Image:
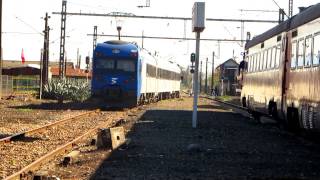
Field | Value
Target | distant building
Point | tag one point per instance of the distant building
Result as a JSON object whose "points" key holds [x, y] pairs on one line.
{"points": [[32, 68], [227, 73], [18, 77]]}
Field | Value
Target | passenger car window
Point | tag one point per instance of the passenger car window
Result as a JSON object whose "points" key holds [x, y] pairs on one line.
{"points": [[262, 59], [294, 55], [300, 54], [278, 56], [269, 58], [258, 61], [316, 50], [272, 57], [308, 53]]}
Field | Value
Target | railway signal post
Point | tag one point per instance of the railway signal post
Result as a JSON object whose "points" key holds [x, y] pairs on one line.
{"points": [[198, 19]]}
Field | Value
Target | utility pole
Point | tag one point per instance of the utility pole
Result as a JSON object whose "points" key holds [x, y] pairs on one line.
{"points": [[290, 8], [95, 37], [198, 21], [206, 82], [0, 49], [65, 65], [78, 56], [142, 38], [212, 72], [200, 76], [62, 38], [45, 53]]}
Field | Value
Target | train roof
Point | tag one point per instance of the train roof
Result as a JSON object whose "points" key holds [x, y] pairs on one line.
{"points": [[307, 15]]}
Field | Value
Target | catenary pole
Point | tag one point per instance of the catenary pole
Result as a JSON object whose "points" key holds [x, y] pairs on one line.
{"points": [[212, 72], [195, 82], [0, 49], [206, 82]]}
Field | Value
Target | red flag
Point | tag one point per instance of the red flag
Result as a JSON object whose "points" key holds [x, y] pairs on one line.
{"points": [[22, 57]]}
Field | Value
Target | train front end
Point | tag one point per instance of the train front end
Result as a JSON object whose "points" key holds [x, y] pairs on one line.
{"points": [[114, 75]]}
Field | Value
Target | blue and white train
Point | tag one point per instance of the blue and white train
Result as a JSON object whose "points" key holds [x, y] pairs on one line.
{"points": [[125, 75]]}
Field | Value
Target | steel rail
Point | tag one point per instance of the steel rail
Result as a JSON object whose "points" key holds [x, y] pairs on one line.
{"points": [[226, 103], [23, 173], [42, 128]]}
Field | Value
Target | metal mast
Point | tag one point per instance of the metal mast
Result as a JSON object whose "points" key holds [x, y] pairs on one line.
{"points": [[290, 8], [95, 30], [0, 48], [62, 38], [45, 54]]}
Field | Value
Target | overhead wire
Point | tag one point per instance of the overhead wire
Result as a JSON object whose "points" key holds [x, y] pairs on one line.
{"points": [[25, 23]]}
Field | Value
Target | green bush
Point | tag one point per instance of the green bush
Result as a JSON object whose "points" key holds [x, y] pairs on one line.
{"points": [[67, 89]]}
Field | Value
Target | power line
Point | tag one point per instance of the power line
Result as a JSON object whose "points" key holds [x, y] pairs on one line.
{"points": [[164, 17], [28, 33], [28, 25], [170, 38]]}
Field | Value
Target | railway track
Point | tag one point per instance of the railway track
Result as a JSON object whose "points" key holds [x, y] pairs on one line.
{"points": [[27, 147], [42, 128], [25, 152]]}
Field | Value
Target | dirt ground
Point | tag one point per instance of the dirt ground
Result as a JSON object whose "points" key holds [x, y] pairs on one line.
{"points": [[225, 145], [25, 113]]}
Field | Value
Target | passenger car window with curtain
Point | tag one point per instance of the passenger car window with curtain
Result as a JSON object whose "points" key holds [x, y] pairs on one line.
{"points": [[294, 55], [316, 50], [300, 53], [273, 57], [278, 56], [307, 61], [269, 58]]}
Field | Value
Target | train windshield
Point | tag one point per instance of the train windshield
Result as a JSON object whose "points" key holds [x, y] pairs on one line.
{"points": [[126, 65]]}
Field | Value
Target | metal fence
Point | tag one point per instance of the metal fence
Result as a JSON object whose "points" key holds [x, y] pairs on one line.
{"points": [[19, 84], [25, 84], [7, 85]]}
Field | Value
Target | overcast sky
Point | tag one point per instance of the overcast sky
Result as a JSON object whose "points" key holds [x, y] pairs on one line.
{"points": [[23, 26]]}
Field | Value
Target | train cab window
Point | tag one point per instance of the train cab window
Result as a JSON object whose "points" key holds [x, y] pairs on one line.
{"points": [[278, 56], [105, 64], [300, 54], [316, 50], [126, 65], [308, 56], [294, 55], [263, 60]]}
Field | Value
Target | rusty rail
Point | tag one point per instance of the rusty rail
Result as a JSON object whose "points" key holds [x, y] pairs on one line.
{"points": [[23, 173], [43, 128], [226, 103]]}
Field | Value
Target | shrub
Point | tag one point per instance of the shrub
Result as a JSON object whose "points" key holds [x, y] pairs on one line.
{"points": [[67, 89]]}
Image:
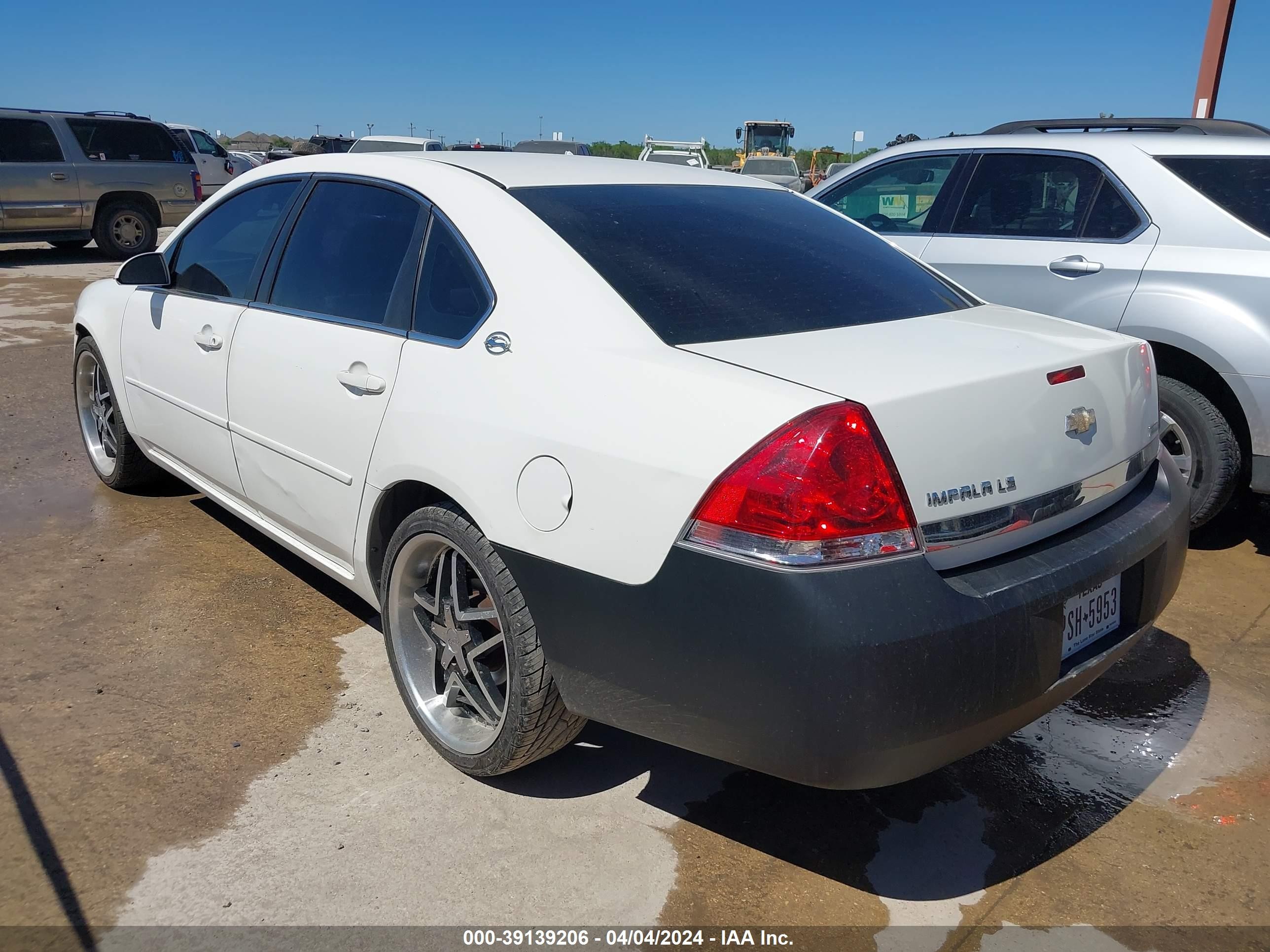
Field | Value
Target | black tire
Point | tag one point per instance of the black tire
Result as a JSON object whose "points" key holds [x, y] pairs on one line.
{"points": [[136, 217], [537, 723], [1216, 455], [131, 466]]}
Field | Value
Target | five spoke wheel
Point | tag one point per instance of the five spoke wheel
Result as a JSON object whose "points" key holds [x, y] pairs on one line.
{"points": [[450, 643], [100, 420]]}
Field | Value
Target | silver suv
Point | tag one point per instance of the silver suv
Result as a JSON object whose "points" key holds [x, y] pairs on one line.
{"points": [[1155, 228], [73, 178]]}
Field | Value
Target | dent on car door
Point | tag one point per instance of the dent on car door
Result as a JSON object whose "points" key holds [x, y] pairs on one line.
{"points": [[316, 361], [1050, 233], [900, 200], [177, 340]]}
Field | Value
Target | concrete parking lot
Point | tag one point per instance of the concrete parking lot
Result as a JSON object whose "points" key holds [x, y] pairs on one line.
{"points": [[200, 729]]}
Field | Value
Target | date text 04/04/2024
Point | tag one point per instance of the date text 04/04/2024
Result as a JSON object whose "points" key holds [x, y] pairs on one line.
{"points": [[624, 937]]}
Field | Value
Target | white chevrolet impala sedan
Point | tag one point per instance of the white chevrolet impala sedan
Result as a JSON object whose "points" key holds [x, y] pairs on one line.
{"points": [[684, 452]]}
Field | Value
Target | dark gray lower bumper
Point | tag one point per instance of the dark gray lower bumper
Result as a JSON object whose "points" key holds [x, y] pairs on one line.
{"points": [[858, 677]]}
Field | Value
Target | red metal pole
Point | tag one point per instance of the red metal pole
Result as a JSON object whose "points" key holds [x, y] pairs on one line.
{"points": [[1213, 58]]}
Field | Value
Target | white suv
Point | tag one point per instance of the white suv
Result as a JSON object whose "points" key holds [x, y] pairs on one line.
{"points": [[1155, 228]]}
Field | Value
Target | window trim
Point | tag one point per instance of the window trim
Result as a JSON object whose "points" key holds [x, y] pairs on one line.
{"points": [[270, 276], [453, 343], [947, 193], [253, 285], [1108, 175]]}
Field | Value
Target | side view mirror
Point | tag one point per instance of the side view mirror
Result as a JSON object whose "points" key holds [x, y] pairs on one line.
{"points": [[150, 268]]}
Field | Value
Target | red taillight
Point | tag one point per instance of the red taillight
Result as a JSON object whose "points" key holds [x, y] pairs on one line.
{"points": [[1066, 375], [821, 489]]}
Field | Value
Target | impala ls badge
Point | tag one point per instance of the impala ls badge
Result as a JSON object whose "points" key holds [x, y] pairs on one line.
{"points": [[1080, 422], [959, 494]]}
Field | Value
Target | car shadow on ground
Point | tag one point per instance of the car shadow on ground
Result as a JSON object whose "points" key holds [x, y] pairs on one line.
{"points": [[978, 821], [1246, 519], [27, 257]]}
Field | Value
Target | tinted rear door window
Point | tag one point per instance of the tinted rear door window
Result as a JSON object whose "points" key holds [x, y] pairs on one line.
{"points": [[28, 141], [126, 141], [704, 263], [349, 252], [220, 252], [1237, 183], [1028, 196]]}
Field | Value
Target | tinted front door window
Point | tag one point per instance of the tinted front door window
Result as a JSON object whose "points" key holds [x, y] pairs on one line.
{"points": [[349, 252], [28, 141], [896, 196], [220, 253], [1034, 196]]}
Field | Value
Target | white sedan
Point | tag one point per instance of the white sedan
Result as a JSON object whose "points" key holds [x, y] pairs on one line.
{"points": [[676, 450]]}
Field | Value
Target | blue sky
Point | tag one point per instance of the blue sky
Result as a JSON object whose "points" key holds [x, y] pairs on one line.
{"points": [[619, 70]]}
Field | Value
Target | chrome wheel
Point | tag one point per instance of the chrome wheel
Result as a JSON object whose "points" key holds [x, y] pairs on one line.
{"points": [[449, 640], [129, 230], [100, 419], [1178, 444]]}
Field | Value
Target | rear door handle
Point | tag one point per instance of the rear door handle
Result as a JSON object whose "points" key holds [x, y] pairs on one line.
{"points": [[362, 381], [1075, 267], [208, 340]]}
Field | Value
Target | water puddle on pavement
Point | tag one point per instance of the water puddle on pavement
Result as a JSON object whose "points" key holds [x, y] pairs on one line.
{"points": [[367, 825]]}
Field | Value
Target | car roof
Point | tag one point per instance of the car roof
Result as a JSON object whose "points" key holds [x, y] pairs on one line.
{"points": [[517, 169], [1092, 142], [397, 139]]}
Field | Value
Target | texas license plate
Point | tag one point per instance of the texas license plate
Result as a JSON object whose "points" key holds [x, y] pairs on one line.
{"points": [[1092, 615]]}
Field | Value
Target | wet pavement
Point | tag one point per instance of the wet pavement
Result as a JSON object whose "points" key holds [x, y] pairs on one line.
{"points": [[196, 728]]}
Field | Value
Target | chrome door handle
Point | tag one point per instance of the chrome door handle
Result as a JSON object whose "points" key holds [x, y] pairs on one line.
{"points": [[1075, 267], [362, 381], [208, 340]]}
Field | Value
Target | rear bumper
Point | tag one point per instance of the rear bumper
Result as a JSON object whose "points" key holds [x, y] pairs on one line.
{"points": [[856, 677]]}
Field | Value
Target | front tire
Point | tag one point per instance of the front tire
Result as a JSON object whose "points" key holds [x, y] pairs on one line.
{"points": [[115, 456], [1203, 444], [124, 230], [464, 649]]}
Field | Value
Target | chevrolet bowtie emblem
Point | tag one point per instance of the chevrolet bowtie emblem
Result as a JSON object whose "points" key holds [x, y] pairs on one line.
{"points": [[1080, 422]]}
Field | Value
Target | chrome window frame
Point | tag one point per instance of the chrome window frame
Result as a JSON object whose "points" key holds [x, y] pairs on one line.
{"points": [[270, 276], [454, 343], [262, 266]]}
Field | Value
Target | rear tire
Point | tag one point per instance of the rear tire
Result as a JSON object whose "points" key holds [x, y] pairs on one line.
{"points": [[124, 230], [486, 711], [115, 456], [1204, 446]]}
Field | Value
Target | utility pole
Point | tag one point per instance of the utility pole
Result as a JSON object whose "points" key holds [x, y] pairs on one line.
{"points": [[1213, 59]]}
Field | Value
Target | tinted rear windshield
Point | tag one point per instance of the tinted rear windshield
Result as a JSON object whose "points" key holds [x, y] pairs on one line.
{"points": [[703, 263], [126, 141], [1238, 183]]}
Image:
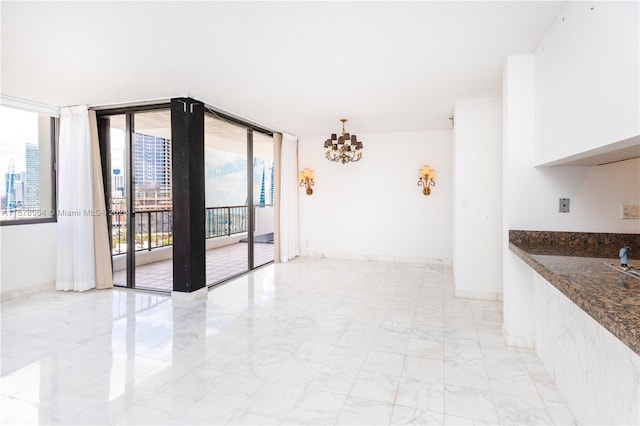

__WHAT YOU SHOULD DO__. Show every line of the records above that contains the word "rusty".

__TASK RESULT__.
Target | rusty rail
Point | tag one point per instance of the rusty rail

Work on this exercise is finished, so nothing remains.